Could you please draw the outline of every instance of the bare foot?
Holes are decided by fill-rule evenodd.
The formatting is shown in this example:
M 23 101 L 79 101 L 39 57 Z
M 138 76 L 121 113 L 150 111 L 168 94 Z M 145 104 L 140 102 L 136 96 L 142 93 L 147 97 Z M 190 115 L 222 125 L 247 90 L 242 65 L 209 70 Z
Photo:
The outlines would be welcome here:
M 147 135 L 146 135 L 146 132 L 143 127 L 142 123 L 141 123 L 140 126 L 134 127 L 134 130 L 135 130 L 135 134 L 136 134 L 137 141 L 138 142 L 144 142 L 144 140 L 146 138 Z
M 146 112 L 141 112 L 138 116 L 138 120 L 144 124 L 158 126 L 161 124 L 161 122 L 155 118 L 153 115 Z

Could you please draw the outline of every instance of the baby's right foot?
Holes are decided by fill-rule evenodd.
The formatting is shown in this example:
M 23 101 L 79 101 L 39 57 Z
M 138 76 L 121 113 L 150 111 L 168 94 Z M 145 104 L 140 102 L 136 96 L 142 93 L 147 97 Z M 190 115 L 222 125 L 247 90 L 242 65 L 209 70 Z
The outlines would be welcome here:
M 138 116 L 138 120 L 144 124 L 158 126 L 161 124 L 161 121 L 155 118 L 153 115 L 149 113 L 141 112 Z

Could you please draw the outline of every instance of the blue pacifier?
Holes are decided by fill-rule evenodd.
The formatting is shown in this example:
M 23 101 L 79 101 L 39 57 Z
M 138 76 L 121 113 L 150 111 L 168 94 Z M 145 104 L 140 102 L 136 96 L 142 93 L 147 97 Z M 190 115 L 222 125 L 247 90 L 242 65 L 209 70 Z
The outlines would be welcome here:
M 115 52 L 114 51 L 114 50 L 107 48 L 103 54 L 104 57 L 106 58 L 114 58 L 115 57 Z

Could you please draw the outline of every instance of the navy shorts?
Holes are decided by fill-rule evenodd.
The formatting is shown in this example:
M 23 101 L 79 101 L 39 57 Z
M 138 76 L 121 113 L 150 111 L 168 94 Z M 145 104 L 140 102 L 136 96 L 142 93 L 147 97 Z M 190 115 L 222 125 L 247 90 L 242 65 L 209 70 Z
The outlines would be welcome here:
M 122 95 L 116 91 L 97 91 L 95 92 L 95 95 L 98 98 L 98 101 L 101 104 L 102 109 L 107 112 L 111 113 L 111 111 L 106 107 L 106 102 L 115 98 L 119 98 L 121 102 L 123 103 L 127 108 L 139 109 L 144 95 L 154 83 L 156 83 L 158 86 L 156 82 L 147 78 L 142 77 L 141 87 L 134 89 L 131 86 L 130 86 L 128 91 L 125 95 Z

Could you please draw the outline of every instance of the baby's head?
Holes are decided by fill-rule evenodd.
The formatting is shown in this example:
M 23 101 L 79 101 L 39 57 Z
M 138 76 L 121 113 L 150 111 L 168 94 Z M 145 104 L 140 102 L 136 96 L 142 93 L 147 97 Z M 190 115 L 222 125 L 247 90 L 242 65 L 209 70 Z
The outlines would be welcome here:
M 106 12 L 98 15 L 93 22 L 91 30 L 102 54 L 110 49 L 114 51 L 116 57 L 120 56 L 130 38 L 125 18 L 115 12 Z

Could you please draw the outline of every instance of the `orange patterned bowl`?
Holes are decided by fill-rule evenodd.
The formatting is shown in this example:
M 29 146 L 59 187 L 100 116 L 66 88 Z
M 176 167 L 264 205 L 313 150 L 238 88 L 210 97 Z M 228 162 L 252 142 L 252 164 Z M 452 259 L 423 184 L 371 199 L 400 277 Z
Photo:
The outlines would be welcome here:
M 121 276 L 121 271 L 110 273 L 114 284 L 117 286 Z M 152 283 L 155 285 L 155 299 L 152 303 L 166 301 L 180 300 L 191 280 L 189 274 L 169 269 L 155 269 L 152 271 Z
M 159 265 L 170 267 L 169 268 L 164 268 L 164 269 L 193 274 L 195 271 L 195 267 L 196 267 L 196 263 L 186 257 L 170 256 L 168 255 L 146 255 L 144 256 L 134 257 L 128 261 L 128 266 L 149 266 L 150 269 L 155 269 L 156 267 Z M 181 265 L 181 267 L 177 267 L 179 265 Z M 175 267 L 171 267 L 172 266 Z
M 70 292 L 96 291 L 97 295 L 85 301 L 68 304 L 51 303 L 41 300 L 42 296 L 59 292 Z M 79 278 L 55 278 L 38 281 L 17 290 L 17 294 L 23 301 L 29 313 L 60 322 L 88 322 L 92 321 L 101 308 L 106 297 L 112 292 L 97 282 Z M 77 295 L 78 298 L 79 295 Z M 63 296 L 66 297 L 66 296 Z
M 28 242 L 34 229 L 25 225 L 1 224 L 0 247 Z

===

| DIRECTION |
Output every line of the data above verbatim, from start to end.

| TASK SOLUTION |
Could you please draw the outline of every instance of the bare foot?
Holes are decided by fill-rule evenodd.
The formatting is shown in this example:
M 23 101 L 79 101 L 39 57 Z
M 138 76 L 121 113 L 150 111 L 168 94 Z M 145 104 L 140 102 L 136 96 L 142 93 L 147 97 Z M 190 115 L 222 125 L 247 90 L 242 65 L 209 70 Z
Photo:
The outlines would be welcome here:
M 147 135 L 146 135 L 146 132 L 143 127 L 142 123 L 141 123 L 140 126 L 134 127 L 134 130 L 135 130 L 135 134 L 136 134 L 137 141 L 138 142 L 144 142 L 144 140 L 146 138 Z
M 146 112 L 141 112 L 138 116 L 138 120 L 144 124 L 158 126 L 161 124 L 161 122 L 155 118 L 153 115 Z

Could you please draw the outline of every instance of the baby's right foot?
Holes are decided by fill-rule evenodd.
The formatting is shown in this example:
M 23 101 L 79 101 L 39 57 Z
M 138 76 L 121 113 L 150 111 L 168 94 Z M 145 104 L 140 102 L 136 96 L 142 93 L 147 97 Z M 190 115 L 222 125 L 247 90 L 242 65 L 209 70 Z
The outlines would be welcome here:
M 138 116 L 138 120 L 144 124 L 158 126 L 161 124 L 161 121 L 155 118 L 153 115 L 149 113 L 141 112 Z

Could you please draw the outline of every instance of the blue pacifier?
Holes are decided by fill-rule evenodd.
The formatting is shown in this example:
M 23 101 L 79 101 L 39 57 Z
M 138 76 L 121 113 L 150 111 L 168 94 Z M 145 104 L 140 102 L 136 96 L 142 93 L 147 97 Z M 190 115 L 222 125 L 247 90 L 242 65 L 209 70 Z
The outlines would be welcome here:
M 115 52 L 114 51 L 114 50 L 107 48 L 103 54 L 104 57 L 106 58 L 114 58 L 115 57 Z

Could you please draw the outline of every instance of the navy shorts?
Holes are decided by fill-rule evenodd.
The formatting is shown in this example:
M 23 101 L 79 101 L 39 57 Z
M 138 76 L 121 113 L 150 111 L 168 94 Z M 145 104 L 140 102 L 136 96 L 142 93 L 147 97 Z M 190 115 L 222 125 L 247 90 L 242 65 L 209 70 Z
The outlines would be welcome here:
M 122 95 L 116 91 L 97 91 L 95 92 L 95 95 L 98 98 L 98 101 L 101 104 L 102 109 L 107 112 L 111 113 L 111 111 L 106 107 L 106 102 L 115 98 L 119 98 L 121 102 L 123 103 L 127 108 L 139 109 L 144 95 L 154 83 L 156 83 L 158 86 L 156 82 L 147 78 L 142 77 L 141 87 L 134 89 L 131 86 L 130 86 L 128 91 L 125 95 Z

Could you please draw the outline of every instance of the baby's head?
Holes are decided by fill-rule evenodd.
The formatting is shown in this example:
M 23 101 L 79 101 L 39 57 Z
M 138 76 L 121 113 L 150 111 L 168 94 Z M 145 104 L 140 102 L 136 96 L 142 93 L 147 97 Z M 190 115 L 222 125 L 247 90 L 242 65 L 209 70 Z
The outlines would be welcome here:
M 106 12 L 98 15 L 93 22 L 91 30 L 102 54 L 110 49 L 114 51 L 116 57 L 120 56 L 130 38 L 125 18 L 115 12 Z

Could you please draw the outline of every instance of the `orange patterned bowl`?
Holes are decided by fill-rule evenodd.
The formatting is shown in this example:
M 29 146 L 59 187 L 100 116 L 66 88 Z
M 176 167 L 264 205 L 313 150 L 238 88 L 210 97 Z M 228 162 L 252 142 L 252 164 Z M 452 259 L 423 184 L 371 199 L 400 277 Z
Photo:
The outlines would be welcome here:
M 121 276 L 121 271 L 110 273 L 114 284 L 117 286 Z M 152 283 L 155 285 L 155 299 L 152 303 L 166 301 L 180 300 L 191 280 L 189 274 L 169 269 L 155 269 L 152 271 Z
M 159 265 L 170 267 L 169 268 L 164 268 L 164 269 L 193 274 L 195 271 L 195 267 L 196 267 L 196 263 L 186 257 L 170 256 L 168 255 L 146 255 L 144 256 L 134 257 L 128 261 L 128 266 L 149 266 L 150 269 L 155 269 L 156 267 Z M 181 265 L 181 267 L 177 267 L 179 265 Z M 175 267 L 171 267 L 172 266 Z
M 70 292 L 96 291 L 97 295 L 85 301 L 68 304 L 51 303 L 41 300 L 42 296 L 59 292 Z M 79 278 L 55 278 L 38 281 L 17 290 L 17 294 L 23 301 L 29 313 L 60 322 L 88 322 L 92 321 L 101 308 L 106 297 L 112 292 L 97 282 Z M 77 295 L 78 298 L 79 295 Z M 63 296 L 66 297 L 66 296 Z
M 28 242 L 34 229 L 25 225 L 1 224 L 0 247 Z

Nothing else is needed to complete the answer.